Text shown
——

As many of us know, there has been a real issue with getting skilled trade positions filled for quite some time now.  Not that long ago our children were learning trade jobs in school with welding, cooking, woodworking, mechanics, and other classes that focused on those skills.  There was a huge shift with going away from “blue collar” jobs and focusing more on technology and professional careers instead. That focus was not created by just the school curriculums, but parents as well.  College is the first thing that is discussed with children without exploring all other possibilities. 

We can’t blame the parents for this thought.  As a parent myself with a college student, I want what is best for her.  I also have been trained to think that college is the way to go, and that it is the best decision for everyone.  After taking a closer look into this way of thinking, I discovered that 70% of college students in the US end up with $30,000-$40,000 debt the moment they graduate.  That is only after a bachelor’s degree, not including any other post schooling such as master’s degree or PhD. Now they have added pressure of finding a job as soon as possible to help pay for this debt.  A large percentage of graduates from a four-year college do not attain a position that can help with this.  Most of the jobs they are qualified for are the same jobs that can be attained by a person with just a high school degree.  Not what we as parents want to hear. That is a lot of time and money invested towards something that does not have a great return on investment in the beginning.  

There is a shortage of skilled trade workers everywhere.  Living in Ohio, we are not seeing anything different. The baby boomers that filled a lot of these positions are retiring.  Many small businesses that fuel our economy are having a problem finding qualified workers that have the skills that are required to fill these positions.  So why not investigate what it will take for young high school graduates to be able to help fill these jobs? There are a lot of benefits to this, and I was surprised myself with what I learned.

Skilled trade jobs pay very well.  Better than what I had imagined. The average yearly salary in the first year is $55,000.  According to a study, it showed that there are 30 million jobs in the US that pay that in the first year, and you do not need a traditional college degree in order to be qualified for those jobs.  Take for example, carpenters, one of the top available positions in the remodeling industry. According to payscale.com, carpenters in the U.S. bring in on average $19.64 per hour, and can reach as much as $72,000 a year. Another example is computer aided drafting and design. Mechanical designers trained in CADD make an average of $57,000 a year. And cabinet makers earn about $37,000 a year. Trades such as electricians, plumbers and welders can expect to earn even higher salaries.

——

Work to do
a – Answer these questions from the piece on skilled trade jobs:
(i) What share of college students in the US finish with $30,000-$40,000 in debt upon graduating?
(ii) In which state does the writer live?
(iii) What is the average yearly pay for mechanical designers trained in CADD?
b – Reproduce the entries from the line with "target | statue's face" up to and including the final line of the entries.

——

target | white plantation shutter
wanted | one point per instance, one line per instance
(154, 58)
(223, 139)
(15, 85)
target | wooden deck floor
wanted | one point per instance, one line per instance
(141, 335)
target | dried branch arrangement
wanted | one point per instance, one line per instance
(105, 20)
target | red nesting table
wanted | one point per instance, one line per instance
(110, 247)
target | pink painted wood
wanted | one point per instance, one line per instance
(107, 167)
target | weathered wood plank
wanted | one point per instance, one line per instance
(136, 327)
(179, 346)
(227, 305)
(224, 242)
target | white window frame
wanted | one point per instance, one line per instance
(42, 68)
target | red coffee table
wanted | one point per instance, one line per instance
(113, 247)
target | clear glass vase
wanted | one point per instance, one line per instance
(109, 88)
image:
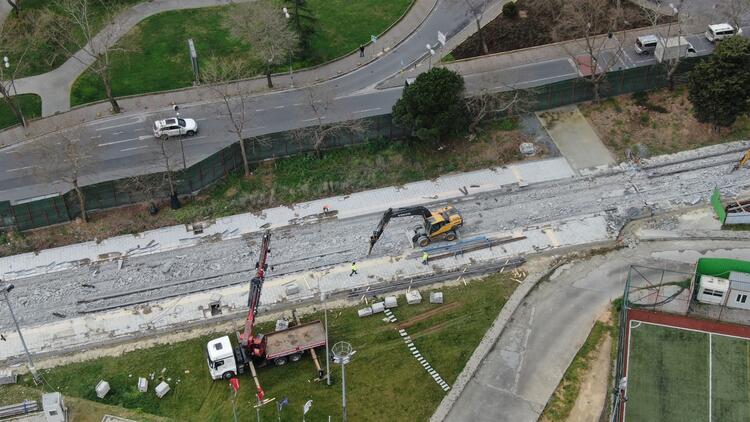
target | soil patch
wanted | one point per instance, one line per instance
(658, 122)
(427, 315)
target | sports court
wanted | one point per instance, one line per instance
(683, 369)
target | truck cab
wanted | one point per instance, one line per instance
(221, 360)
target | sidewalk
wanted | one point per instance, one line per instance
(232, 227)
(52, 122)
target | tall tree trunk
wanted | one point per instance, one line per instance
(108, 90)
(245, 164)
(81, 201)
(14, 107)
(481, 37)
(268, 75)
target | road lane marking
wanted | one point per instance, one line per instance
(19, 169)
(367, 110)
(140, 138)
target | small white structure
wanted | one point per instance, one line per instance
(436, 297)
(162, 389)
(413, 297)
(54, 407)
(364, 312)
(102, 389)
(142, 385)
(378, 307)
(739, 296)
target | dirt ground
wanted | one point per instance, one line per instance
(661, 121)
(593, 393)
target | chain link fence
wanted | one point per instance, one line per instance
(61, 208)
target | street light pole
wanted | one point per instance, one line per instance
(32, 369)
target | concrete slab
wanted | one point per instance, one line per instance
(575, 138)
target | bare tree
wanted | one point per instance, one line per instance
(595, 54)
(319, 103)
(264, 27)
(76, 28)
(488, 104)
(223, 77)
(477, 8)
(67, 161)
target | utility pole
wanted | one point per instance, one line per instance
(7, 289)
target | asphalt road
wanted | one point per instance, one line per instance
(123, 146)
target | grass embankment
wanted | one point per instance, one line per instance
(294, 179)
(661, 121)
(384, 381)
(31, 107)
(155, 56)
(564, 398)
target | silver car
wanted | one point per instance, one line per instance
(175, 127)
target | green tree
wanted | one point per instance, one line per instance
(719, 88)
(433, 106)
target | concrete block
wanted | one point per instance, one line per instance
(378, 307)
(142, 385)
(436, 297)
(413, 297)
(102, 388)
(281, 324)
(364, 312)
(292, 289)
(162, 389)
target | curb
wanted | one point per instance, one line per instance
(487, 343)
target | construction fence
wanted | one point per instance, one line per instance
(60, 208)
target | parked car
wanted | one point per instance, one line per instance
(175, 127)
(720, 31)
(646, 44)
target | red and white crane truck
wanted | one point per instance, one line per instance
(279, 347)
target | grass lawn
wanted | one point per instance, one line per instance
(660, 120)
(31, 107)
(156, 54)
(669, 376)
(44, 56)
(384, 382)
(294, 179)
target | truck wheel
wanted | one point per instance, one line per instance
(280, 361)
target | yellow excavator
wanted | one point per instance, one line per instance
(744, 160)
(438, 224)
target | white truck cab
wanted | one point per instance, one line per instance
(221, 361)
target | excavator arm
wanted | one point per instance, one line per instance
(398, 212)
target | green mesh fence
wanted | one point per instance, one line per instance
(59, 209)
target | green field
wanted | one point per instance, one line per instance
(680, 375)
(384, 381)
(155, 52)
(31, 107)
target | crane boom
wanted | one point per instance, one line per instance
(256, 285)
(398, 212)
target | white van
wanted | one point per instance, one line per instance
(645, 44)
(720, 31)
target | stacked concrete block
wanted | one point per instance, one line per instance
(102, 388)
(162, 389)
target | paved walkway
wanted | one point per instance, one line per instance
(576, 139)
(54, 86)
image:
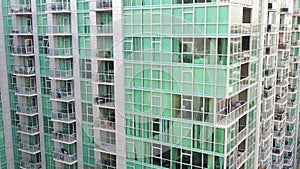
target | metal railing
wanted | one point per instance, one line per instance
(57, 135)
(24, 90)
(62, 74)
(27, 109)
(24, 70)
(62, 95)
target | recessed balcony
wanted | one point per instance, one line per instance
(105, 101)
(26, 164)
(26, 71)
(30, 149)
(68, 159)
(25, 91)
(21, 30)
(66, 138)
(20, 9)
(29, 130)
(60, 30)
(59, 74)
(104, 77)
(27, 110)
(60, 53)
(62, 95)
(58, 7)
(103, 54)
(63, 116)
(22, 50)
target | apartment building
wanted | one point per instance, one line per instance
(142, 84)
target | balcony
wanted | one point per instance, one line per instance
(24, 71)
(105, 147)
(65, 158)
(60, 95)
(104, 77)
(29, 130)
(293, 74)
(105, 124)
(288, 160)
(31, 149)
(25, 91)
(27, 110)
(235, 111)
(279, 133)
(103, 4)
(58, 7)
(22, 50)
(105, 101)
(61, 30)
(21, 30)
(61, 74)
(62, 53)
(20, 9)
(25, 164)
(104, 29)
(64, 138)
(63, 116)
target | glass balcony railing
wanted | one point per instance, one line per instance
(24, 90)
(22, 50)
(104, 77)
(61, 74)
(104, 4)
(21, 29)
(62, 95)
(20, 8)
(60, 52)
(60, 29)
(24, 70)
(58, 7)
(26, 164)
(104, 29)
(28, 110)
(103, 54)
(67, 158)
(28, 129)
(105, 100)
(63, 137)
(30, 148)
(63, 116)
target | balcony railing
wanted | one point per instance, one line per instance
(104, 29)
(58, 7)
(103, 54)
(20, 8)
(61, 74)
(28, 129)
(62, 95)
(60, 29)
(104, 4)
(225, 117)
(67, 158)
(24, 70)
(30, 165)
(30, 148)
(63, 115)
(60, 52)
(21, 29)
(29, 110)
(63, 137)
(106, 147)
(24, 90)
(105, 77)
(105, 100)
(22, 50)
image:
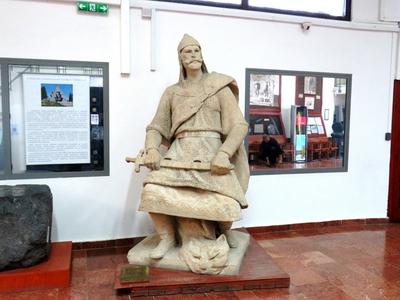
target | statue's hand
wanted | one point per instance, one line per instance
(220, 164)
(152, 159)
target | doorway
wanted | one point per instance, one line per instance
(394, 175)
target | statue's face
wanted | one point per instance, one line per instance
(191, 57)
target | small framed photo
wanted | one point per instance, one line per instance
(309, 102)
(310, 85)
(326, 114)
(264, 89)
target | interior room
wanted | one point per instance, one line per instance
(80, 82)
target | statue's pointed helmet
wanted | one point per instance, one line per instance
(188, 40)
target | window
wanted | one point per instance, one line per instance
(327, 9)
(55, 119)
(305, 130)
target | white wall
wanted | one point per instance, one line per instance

——

Solution list
a –
(i) 70%
(ii) Ohio
(iii) $57,000

b –
target | statue's face
wanted | one point per instance, one line per instance
(191, 57)
target | small framed photo
wanted | one point per instance, one line per instance
(309, 102)
(310, 85)
(326, 114)
(264, 89)
target | interior room
wanted | one point per instance, one line per instance
(80, 82)
target | statue's pointed helmet
wanted | one point per instance, one line per instance
(188, 40)
target | window
wanted | one point per instance, one line per instance
(327, 9)
(55, 119)
(305, 130)
target | white wall
wanted | one point per instance, one line per instance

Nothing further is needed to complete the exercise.